### RECORDS SUPPLIED
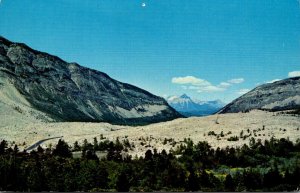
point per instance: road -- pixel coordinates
(35, 145)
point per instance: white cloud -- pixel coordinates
(236, 80)
(199, 85)
(190, 80)
(243, 91)
(202, 85)
(211, 88)
(294, 74)
(224, 84)
(271, 81)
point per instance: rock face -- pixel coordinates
(70, 92)
(189, 107)
(280, 95)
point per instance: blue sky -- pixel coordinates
(206, 49)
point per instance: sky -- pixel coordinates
(207, 49)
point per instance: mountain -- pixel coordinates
(280, 95)
(69, 92)
(189, 107)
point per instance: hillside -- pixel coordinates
(191, 107)
(34, 81)
(277, 96)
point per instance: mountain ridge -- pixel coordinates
(191, 107)
(276, 96)
(70, 92)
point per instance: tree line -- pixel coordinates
(272, 165)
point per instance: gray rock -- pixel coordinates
(70, 92)
(277, 96)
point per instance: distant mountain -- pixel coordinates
(280, 95)
(189, 107)
(69, 92)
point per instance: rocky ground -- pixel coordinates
(216, 129)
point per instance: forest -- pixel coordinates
(270, 165)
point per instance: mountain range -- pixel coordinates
(277, 96)
(192, 107)
(69, 92)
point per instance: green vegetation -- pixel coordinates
(272, 165)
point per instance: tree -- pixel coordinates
(76, 146)
(62, 149)
(122, 183)
(3, 146)
(229, 183)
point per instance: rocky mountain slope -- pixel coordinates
(69, 92)
(190, 107)
(280, 95)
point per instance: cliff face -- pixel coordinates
(280, 95)
(70, 92)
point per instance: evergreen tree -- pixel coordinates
(62, 149)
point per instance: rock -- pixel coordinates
(70, 92)
(277, 96)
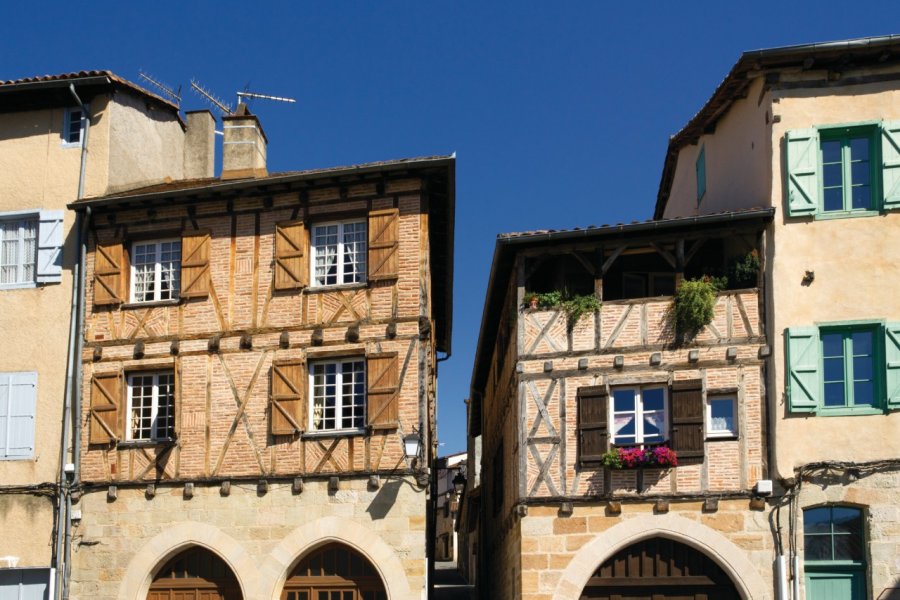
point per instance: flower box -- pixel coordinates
(656, 457)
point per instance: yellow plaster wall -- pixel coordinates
(856, 278)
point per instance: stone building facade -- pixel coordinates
(258, 348)
(561, 394)
(812, 131)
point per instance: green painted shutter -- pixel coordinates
(803, 368)
(890, 162)
(892, 363)
(802, 146)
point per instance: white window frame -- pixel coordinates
(175, 292)
(362, 264)
(21, 218)
(155, 435)
(67, 122)
(639, 414)
(8, 380)
(340, 403)
(721, 433)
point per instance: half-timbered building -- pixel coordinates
(621, 455)
(258, 348)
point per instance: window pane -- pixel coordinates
(623, 400)
(818, 547)
(817, 520)
(834, 199)
(653, 399)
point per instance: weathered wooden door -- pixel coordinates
(195, 574)
(334, 572)
(659, 569)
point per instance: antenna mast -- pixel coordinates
(165, 89)
(220, 104)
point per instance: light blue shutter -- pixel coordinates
(890, 163)
(17, 410)
(50, 243)
(803, 368)
(802, 146)
(892, 363)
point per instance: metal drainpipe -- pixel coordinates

### TASK ITEM
An exact copy of the entries above, with no pictures, is the required answer.

### THE ANSWER
point per instance: road -- pixel coordinates
(35, 145)
point per instance: white cloud -- pixel coordinates
(236, 80)
(199, 85)
(190, 80)
(243, 91)
(202, 85)
(211, 88)
(294, 74)
(224, 84)
(271, 81)
point per instance: rock face -- pixel coordinates
(70, 92)
(189, 107)
(280, 95)
point per instance: blue sky -- pixel coordinates
(206, 49)
point per instance: sky -- pixel coordinates
(207, 49)
point per instance: mountain -- pixel coordinates
(280, 95)
(69, 92)
(189, 107)
point per instance: hillside -- pixel coordinates
(191, 107)
(34, 81)
(277, 96)
point per instance: mountain ridge -- pixel coordinates
(191, 107)
(276, 96)
(70, 92)
point per instance: tree line -- pixel coordinates
(272, 165)
point per instance: gray rock -- pixel coordinates
(70, 92)
(277, 96)
point per instance: distant mountain -- pixel coordinates
(280, 95)
(189, 107)
(69, 92)
point per instance: rocky ground -- pixel coordinates
(216, 129)
point per instance: forest -- pixel coordinates
(270, 165)
point per instance: mountain range -- pixel coordinates
(277, 96)
(192, 107)
(69, 92)
point per instance: green vegetation -- pixel coordinates
(272, 165)
point per instance: tree -- pixel coordinates
(76, 146)
(62, 149)
(122, 183)
(3, 146)
(229, 183)
point per instance: rocky mountain slope -- pixel coordinates
(69, 92)
(190, 107)
(280, 95)
point per instance: cliff face -- pixel coordinates
(280, 95)
(70, 92)
point per instance: evergreen tree -- pixel coordinates
(62, 149)
point per instance: rock -- pixel coordinates
(70, 92)
(277, 96)
point per instance: flower box -- pixel coordinates
(656, 457)
point per instance: yellow plaster wall -- pixel coordinates
(856, 278)
point per instance: stone building facade -- pixel coordinates
(258, 348)
(561, 394)
(812, 131)
point per instance: green painted shutter -- pixel coordinates
(803, 368)
(890, 162)
(892, 363)
(802, 146)
point per instance: white window frame -- pixel coordinates
(175, 292)
(362, 264)
(21, 218)
(155, 435)
(67, 122)
(639, 414)
(8, 380)
(340, 403)
(721, 433)
point per instance: half-timbered building -- pixel coordinates
(621, 455)
(258, 348)
point per instance: window pane -- pixel coordinates
(623, 400)
(818, 547)
(817, 520)
(834, 199)
(653, 399)
point per instance: weathered wooden door -- pixel coordinates
(195, 574)
(334, 572)
(659, 569)
point per instance: antenna mast -- pixel coordinates
(165, 89)
(220, 104)
point per instance: light blue shutter -- pixel coordinates
(890, 163)
(17, 410)
(50, 243)
(803, 368)
(802, 146)
(892, 363)
point per instance: metal drainpipe -- pixel coordinates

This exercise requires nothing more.